• Description of the task:
Repeat only the lines from the one holding "target | orange tent fabric" down to the last line of the listing below, including both of those lines.

• Supplied material:
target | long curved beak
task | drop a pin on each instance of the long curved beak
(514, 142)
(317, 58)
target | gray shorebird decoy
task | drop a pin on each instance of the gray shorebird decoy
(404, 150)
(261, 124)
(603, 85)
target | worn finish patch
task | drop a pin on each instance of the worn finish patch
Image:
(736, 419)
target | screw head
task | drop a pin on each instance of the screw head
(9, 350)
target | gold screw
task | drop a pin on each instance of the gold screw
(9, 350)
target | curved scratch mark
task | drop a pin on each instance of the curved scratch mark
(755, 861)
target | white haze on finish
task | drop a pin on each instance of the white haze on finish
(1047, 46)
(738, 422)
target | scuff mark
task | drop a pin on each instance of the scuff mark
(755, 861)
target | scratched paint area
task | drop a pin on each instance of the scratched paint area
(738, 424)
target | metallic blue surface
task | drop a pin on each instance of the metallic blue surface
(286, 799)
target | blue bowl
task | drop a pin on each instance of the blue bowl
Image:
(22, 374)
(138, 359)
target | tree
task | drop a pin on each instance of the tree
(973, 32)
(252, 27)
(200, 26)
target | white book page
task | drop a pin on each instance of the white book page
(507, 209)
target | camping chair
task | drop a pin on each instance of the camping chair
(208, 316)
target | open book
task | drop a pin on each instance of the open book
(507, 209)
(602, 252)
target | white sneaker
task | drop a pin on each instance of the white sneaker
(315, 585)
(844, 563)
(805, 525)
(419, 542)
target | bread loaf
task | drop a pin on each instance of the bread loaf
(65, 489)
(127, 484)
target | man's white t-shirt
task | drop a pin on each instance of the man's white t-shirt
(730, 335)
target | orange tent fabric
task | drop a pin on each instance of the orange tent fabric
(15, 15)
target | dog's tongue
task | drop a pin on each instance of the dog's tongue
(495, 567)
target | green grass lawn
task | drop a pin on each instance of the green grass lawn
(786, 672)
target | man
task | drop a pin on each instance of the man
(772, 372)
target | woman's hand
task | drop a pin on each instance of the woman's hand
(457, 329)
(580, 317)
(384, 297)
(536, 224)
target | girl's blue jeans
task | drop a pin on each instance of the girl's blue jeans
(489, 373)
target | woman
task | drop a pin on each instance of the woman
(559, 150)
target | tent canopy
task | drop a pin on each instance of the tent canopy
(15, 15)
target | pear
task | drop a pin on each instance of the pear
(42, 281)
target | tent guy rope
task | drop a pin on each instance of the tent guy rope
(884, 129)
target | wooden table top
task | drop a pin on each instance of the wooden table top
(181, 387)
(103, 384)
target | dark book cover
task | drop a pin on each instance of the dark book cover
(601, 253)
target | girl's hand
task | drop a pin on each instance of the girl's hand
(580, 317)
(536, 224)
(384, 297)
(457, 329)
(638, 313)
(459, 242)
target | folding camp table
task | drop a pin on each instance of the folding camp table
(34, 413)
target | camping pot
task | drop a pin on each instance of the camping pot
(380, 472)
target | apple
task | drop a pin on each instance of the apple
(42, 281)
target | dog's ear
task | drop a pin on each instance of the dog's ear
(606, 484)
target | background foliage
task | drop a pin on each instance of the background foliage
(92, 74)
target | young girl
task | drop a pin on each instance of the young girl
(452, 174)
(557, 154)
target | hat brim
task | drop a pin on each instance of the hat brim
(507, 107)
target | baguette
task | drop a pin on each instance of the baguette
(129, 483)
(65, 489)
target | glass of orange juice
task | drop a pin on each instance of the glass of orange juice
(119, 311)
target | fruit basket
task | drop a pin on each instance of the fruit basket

• Answer to this task:
target | orange tent fabric
task | drop a pin on each instance of the orange tent fabric
(15, 15)
target | dog's tongue
task | drop a pin on each instance of the dog's tongue
(495, 567)
target | green grass lawn
task | drop a pin on each instance of the green grass lawn
(786, 672)
target | man
task | drop a pin on each instance of the man
(772, 372)
target | woman's hand
task | drop a pin on each instance of the woman's hand
(457, 329)
(580, 317)
(384, 297)
(536, 224)
target | girl's blue jeans
task | drop a pin on each instance of the girl's blue jeans
(489, 373)
target | woman
task | drop a pin on each instance of the woman
(559, 150)
target | tent canopy
task | drop a pin on each instance of the tent canopy
(15, 15)
target | pear
task | drop a pin on each instance of the pear
(42, 281)
target | tent guy rope
task | drop a pin on each instance of the tent guy rope
(884, 129)
target | wooden table top
task | drop a pin on each instance of the wooden table top
(181, 387)
(103, 384)
target | dark book cover
task | drop a pin on each instance of the dark book cover
(601, 253)
target | girl's hand
task | drop a pin on each instance of the girl's hand
(580, 317)
(536, 224)
(384, 297)
(457, 329)
(638, 313)
(459, 242)
target | folding camp table
task | drop a pin on each instance of the folding camp table
(34, 413)
target | camping pot
task | drop a pin on each instance of the camping pot
(380, 472)
target | apple
task | drop a pin on each instance of the apple
(42, 281)
target | dog's ear
task | drop a pin on each instance of the dog's ear
(606, 484)
target | background foliage
task | drop a pin on each instance of the background foliage
(92, 74)
target | young girl
task | drop a pin on each instance of the young girl
(452, 174)
(557, 154)
target | hat brim
task | drop a pin on each instance of the hat brim
(507, 107)
target | baguette
task | drop a pin on each instance of the baguette
(129, 483)
(65, 489)
target | glass of orange juice
task | drop a pin on each instance of the glass of orange juice
(119, 311)
target | fruit basket
task | drop a pin on each instance of the fruit basket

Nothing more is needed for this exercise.